Top of MATERIAL PROVIDED
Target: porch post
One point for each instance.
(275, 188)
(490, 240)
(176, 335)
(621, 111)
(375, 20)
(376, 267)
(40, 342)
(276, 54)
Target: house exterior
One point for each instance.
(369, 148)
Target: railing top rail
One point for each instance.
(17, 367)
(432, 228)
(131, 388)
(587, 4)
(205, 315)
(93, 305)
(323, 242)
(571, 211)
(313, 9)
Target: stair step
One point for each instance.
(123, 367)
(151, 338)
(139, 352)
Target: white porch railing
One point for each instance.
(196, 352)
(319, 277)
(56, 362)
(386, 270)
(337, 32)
Bottom of MATERIAL PROVIDED
Top of MATERIAL PROVIDED
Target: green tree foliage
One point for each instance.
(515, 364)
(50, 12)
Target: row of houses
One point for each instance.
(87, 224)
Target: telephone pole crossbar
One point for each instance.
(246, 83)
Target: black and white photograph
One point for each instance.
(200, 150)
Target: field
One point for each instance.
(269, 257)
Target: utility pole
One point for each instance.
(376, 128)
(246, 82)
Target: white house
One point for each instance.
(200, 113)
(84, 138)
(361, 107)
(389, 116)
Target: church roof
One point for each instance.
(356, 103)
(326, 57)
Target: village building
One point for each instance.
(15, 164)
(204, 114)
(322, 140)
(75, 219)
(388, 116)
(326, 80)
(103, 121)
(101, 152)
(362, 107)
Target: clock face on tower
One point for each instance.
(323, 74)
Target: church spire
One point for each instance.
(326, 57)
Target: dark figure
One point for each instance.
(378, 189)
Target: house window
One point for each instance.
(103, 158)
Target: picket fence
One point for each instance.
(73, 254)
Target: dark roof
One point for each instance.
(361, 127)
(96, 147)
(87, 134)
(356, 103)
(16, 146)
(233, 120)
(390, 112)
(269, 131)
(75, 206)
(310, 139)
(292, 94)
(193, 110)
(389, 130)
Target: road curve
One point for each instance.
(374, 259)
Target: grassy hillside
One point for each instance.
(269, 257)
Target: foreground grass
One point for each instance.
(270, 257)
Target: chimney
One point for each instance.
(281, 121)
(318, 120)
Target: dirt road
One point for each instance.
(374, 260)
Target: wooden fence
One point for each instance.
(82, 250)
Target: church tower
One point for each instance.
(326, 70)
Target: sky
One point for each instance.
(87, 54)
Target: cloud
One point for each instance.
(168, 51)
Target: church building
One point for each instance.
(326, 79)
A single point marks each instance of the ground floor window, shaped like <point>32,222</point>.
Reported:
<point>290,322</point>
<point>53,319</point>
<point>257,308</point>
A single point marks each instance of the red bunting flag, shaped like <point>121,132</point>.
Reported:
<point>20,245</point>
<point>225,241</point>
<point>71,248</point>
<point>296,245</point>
Bottom of MATERIAL PROVIDED
For each line in the records that holds "roof", show that line as it stands.

Target: church roof
Target: dark roof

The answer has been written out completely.